++++ PASSAGE SHOWN ++++
Encapsulating functions to promote stricter functional programming

The silent error…

“Encapsulation hides information not to faciliate fraud, but to prevent mistakes.”
-Bjarne Stroustrup, original implementor of C++

Imagine the following scenario:

y_global <- 42
add_nums <- function(x, y, z) { x + y_global + z }
add_nums(1,2,3)
## [1] 46

46?! What’s happening here is that R is using a variable outside of add_nums scope. R does not have strict pragma such as other languages (e.g. use strict in Perl) and this can be a bit bothersome. And as a consequence this happens to me way more often than I’d like to admit, and I think this can be really dangerous, as the error is silent.

I came across this StackOverflow thread that suggests a workaround to wrap a function with local. It’s a clever idea but I think it’s a bit messy and has a level of complexity that could be simplified. So I came up with a strategy to avoid these situations, which is to encapsulate functions in their own environment detached from global_env.

Here, I have a helper function that I use in most of the analyses I do.

encapsulate <- function(fxn) {
  nenv <- new.env(parent = baseenv())
  environment(fxn) <- nenv
  return(fxn)
++++ PROVIDED DATA ++++
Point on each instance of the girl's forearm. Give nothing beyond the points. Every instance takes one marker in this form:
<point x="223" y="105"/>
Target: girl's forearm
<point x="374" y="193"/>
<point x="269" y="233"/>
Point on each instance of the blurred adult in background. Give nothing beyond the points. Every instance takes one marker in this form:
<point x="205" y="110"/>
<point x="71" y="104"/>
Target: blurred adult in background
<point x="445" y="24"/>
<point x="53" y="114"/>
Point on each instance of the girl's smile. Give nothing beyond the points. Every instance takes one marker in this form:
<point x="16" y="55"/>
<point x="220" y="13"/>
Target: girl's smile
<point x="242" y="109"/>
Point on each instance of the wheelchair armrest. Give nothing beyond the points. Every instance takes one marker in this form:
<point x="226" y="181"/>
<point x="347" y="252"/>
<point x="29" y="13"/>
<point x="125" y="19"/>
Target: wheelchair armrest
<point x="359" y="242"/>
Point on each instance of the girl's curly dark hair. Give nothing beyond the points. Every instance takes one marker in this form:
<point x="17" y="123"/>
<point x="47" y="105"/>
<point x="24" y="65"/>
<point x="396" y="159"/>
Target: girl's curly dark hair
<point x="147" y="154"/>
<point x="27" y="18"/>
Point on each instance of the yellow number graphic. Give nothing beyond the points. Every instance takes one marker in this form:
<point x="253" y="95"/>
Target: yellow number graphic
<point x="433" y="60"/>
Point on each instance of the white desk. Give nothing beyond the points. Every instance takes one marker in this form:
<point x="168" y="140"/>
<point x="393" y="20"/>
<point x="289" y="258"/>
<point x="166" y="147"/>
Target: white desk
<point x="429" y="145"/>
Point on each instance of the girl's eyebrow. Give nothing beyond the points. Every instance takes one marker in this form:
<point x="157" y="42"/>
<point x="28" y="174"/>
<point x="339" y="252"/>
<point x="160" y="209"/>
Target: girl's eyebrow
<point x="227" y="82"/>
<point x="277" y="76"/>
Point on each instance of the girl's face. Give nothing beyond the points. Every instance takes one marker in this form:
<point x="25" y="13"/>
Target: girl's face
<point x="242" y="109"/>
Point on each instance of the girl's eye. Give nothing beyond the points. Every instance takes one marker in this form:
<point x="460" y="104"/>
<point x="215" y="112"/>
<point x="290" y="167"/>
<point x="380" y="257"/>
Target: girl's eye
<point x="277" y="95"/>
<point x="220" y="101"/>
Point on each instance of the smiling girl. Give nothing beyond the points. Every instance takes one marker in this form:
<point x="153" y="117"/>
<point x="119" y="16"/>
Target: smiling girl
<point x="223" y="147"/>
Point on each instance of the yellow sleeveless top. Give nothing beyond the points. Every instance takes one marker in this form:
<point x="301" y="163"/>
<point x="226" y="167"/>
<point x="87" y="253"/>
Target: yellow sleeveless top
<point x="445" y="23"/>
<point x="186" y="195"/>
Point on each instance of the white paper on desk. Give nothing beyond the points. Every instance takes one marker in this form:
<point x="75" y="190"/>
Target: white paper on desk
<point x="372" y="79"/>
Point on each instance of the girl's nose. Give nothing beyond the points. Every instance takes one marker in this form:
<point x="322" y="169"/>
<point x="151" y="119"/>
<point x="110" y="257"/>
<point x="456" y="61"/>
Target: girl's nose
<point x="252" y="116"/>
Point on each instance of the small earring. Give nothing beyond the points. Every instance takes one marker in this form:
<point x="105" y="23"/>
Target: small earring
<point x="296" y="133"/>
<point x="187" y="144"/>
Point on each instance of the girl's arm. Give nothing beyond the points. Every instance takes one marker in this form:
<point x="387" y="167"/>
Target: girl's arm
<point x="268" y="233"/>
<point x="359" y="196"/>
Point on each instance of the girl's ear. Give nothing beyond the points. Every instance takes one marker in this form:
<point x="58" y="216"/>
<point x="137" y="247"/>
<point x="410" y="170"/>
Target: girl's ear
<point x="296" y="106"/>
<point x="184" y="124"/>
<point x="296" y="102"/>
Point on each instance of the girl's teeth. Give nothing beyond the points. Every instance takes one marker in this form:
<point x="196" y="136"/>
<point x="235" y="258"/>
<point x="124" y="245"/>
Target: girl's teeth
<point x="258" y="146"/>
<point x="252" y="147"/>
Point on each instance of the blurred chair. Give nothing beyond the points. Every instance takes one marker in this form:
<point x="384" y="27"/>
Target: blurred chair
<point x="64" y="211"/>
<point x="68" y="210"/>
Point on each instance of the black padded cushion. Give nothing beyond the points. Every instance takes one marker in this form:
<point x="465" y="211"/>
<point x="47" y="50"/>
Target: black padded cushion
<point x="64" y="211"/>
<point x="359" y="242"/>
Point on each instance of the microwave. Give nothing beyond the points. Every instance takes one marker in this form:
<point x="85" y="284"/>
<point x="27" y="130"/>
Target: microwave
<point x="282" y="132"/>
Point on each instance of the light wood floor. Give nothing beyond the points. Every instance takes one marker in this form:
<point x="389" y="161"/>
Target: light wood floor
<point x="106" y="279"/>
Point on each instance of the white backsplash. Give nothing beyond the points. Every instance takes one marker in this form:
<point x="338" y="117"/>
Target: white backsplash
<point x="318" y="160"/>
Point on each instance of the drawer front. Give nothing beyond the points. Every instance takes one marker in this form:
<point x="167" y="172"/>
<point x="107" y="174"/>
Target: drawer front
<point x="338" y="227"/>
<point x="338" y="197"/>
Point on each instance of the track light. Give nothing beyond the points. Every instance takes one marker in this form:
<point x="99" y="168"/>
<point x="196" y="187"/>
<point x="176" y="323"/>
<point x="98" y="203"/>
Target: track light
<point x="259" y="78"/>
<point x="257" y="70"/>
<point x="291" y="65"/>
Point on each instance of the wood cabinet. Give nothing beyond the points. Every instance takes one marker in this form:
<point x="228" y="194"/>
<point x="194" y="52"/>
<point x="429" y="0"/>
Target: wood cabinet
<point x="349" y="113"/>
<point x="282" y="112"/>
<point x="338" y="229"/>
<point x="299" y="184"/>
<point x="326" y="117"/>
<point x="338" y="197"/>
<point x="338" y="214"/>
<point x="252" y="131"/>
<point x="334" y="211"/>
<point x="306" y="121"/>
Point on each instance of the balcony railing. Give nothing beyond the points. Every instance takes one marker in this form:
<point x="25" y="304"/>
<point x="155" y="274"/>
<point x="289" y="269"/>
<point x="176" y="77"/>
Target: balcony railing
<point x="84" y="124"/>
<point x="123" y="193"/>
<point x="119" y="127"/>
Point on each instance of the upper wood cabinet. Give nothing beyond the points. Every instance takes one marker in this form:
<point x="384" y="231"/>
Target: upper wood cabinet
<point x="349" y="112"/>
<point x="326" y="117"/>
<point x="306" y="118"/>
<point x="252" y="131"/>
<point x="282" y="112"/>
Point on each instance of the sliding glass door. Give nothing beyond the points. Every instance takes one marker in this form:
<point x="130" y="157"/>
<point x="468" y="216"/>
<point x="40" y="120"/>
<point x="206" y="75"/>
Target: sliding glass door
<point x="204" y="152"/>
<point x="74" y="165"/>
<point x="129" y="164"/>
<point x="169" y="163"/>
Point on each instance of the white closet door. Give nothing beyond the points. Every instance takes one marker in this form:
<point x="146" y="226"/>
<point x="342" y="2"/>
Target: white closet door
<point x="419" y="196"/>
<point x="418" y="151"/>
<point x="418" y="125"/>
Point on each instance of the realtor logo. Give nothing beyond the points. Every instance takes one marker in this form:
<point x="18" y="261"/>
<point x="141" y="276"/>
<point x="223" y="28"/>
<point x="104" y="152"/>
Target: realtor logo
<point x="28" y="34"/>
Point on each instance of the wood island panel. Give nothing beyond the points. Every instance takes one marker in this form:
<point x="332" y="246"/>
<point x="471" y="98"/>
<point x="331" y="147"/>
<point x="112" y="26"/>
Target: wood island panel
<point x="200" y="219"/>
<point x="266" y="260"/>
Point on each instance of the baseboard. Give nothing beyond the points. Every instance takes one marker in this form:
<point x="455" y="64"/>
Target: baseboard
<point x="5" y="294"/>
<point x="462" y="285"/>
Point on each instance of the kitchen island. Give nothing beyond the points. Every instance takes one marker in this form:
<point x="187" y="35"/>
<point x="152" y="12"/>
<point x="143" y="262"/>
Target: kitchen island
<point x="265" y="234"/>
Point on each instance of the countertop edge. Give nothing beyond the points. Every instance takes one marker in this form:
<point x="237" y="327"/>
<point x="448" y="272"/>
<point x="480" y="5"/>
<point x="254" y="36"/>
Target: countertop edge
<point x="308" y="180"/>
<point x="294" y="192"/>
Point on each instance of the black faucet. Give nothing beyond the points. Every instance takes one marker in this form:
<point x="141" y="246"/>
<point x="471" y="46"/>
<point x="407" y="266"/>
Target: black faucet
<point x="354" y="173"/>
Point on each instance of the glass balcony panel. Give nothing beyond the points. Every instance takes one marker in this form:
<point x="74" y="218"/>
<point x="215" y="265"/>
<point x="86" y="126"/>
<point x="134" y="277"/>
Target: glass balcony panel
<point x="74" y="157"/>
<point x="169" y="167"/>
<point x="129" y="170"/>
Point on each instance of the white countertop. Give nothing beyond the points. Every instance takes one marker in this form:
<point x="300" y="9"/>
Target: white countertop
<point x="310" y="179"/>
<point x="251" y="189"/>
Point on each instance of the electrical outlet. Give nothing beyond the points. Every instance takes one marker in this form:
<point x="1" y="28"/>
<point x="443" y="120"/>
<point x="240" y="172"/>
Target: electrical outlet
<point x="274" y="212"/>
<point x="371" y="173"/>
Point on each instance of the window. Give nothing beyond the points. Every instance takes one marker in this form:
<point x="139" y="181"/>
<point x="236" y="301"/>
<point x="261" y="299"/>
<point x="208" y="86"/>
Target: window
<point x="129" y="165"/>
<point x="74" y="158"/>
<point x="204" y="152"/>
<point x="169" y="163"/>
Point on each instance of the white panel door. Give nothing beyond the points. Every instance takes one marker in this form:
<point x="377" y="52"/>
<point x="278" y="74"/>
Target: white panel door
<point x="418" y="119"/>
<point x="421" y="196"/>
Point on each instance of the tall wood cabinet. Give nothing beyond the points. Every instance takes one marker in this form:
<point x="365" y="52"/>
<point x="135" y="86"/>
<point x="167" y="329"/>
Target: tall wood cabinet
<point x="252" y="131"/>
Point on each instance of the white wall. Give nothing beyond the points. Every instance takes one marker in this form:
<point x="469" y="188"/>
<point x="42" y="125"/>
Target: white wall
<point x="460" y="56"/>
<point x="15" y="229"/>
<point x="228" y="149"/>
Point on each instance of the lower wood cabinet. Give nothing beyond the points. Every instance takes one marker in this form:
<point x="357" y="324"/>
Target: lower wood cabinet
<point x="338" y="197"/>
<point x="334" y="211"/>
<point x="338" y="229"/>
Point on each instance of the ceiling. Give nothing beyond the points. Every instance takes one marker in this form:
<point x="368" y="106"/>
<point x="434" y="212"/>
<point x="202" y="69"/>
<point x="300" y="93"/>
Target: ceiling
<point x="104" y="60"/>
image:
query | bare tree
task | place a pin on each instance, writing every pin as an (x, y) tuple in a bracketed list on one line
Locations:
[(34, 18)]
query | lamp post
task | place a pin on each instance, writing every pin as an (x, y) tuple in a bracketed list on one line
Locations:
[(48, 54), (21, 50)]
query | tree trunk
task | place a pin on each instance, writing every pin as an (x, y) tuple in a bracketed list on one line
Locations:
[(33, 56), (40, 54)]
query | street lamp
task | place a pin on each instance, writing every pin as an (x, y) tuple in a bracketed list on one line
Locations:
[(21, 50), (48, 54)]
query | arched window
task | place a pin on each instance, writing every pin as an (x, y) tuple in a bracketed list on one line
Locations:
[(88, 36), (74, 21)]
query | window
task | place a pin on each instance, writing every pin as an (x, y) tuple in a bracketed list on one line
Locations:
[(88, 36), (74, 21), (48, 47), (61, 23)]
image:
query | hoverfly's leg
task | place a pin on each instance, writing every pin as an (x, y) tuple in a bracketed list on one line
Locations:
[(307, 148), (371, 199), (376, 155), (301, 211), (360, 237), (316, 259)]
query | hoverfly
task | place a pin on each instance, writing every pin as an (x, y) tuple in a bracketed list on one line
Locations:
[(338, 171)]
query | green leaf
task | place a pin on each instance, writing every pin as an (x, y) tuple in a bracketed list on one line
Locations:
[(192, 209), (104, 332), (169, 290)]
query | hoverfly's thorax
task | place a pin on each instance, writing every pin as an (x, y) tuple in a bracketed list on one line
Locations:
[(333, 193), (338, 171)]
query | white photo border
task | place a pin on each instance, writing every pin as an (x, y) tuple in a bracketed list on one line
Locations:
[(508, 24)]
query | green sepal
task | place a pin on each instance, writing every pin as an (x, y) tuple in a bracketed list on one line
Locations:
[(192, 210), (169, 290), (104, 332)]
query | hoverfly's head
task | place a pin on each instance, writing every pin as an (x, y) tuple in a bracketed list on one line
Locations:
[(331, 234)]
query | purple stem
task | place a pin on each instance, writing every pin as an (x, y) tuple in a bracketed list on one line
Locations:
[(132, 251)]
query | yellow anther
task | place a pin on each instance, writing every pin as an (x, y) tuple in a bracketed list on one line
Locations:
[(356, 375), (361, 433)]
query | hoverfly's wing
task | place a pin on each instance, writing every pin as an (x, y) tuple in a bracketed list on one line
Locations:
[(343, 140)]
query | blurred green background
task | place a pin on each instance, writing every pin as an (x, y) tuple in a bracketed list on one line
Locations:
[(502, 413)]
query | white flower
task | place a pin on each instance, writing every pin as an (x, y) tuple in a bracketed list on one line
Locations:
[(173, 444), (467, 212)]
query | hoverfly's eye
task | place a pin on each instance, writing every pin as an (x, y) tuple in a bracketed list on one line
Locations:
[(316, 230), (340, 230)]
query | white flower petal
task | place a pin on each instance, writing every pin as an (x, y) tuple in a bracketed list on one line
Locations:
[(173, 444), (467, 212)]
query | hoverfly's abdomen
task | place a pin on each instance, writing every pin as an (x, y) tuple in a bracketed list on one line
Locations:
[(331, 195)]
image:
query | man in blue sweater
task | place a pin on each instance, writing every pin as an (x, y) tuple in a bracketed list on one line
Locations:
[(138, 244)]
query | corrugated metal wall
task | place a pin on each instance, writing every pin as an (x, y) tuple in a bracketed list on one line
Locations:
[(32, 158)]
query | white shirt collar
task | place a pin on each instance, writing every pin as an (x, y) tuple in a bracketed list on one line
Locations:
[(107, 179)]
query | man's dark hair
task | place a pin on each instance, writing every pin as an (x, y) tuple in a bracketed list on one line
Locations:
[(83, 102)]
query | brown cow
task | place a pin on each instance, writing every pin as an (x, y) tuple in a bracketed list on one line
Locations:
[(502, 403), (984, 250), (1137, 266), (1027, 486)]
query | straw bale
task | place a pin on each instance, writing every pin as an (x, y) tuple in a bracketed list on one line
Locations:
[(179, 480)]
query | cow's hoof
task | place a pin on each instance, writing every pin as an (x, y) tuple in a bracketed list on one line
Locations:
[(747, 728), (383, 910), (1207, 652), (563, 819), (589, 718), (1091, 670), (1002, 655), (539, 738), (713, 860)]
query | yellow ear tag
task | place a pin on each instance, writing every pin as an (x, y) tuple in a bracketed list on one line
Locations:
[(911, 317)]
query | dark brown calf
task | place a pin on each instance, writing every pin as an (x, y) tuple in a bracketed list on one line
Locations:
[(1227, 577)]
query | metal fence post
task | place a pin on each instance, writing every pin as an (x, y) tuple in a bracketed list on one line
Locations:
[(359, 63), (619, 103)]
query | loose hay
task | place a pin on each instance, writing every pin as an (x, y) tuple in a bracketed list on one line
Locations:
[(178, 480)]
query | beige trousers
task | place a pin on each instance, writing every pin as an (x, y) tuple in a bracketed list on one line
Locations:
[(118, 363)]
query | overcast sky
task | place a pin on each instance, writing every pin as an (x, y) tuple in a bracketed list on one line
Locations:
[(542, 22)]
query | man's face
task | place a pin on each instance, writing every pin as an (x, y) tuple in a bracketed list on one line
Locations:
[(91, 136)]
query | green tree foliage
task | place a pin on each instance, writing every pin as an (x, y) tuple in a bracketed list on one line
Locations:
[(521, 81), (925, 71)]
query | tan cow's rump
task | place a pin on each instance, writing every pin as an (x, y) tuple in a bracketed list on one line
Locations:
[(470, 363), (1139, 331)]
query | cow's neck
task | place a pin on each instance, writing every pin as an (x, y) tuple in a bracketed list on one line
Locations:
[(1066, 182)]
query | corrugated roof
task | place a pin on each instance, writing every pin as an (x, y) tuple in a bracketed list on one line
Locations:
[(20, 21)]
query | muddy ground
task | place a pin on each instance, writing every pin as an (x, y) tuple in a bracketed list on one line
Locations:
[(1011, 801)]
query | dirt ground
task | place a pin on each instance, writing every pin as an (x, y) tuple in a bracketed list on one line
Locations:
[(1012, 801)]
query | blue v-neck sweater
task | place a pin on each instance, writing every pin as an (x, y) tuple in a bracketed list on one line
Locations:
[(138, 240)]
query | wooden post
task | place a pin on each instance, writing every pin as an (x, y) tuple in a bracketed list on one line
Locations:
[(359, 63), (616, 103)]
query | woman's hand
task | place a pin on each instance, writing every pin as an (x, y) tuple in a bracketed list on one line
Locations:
++++
● PROBLEM 1:
Output everything in the R encapsulation post from "y_global <- 42" down to "analyses I do.", copied word for word.
● PROBLEM 2:
Return, unchanged, everything in the entries from the line that contains "query | man's dark hair" down to the line that contains "[(542, 22)]", including both of those lines.
The R encapsulation post has nothing to do with the entries.

● RESPONSE 1:
y_global <- 42
add_nums <- function(x, y, z) { x + y_global + z }
add_nums(1,2,3)
## [1] 46

46?! What’s happening here is that R is using a variable outside of add_nums scope. R does not have strict pragma such as other languages (e.g. use strict in Perl) and this can be a bit bothersome. And as a consequence this happens to me way more often than I’d like to admit, and I think this can be really dangerous, as the error is silent.

I came across this StackOverflow thread that suggests a workaround to wrap a function with local. It’s a clever idea but I think it’s a bit messy and has a level of complexity that could be simplified. So I came up with a strategy to avoid these situations, which is to encapsulate functions in their own environment detached from global_env.

Here, I have a helper function that I use in most of the analyses I do.

● RESPONSE 2:
query | man's dark hair
task | place a pin on each instance, writing every pin as an (x, y) tuple in a bracketed list on one line
Locations:
[(83, 102)]
query | brown cow
task | place a pin on each instance, writing every pin as an (x, y) tuple in a bracketed list on one line
Locations:
[(502, 403), (984, 250), (1137, 266), (1027, 486)]
query | straw bale
task | place a pin on each instance, writing every pin as an (x, y) tuple in a bracketed list on one line
Locations:
[(179, 480)]
query | cow's hoof
task | place a pin on each instance, writing every pin as an (x, y) tuple in a bracketed list on one line
Locations:
[(747, 728), (383, 910), (1207, 652), (563, 819), (589, 718), (1091, 670), (1002, 655), (539, 738), (713, 860)]
query | yellow ear tag
task | place a pin on each instance, writing every pin as an (x, y) tuple in a bracketed list on one line
Locations:
[(911, 317)]
query | dark brown calf
task | place a pin on each instance, writing every pin as an (x, y) tuple in a bracketed list on one line
Locations:
[(1227, 577)]
query | metal fence post
task | place a pin on each instance, writing every pin as an (x, y) tuple in a bracketed list on one line
Locations:
[(359, 63), (619, 103)]
query | loose hay
task | place a pin on each instance, writing every pin as an (x, y) tuple in a bracketed list on one line
Locations:
[(178, 480)]
query | beige trousers
task | place a pin on each instance, writing every pin as an (x, y) tuple in a bracketed list on one line
Locations:
[(118, 363)]
query | overcast sky
task | place a pin on each instance, writing every pin as an (x, y) tuple in a bracketed list on one line
Locations:
[(542, 22)]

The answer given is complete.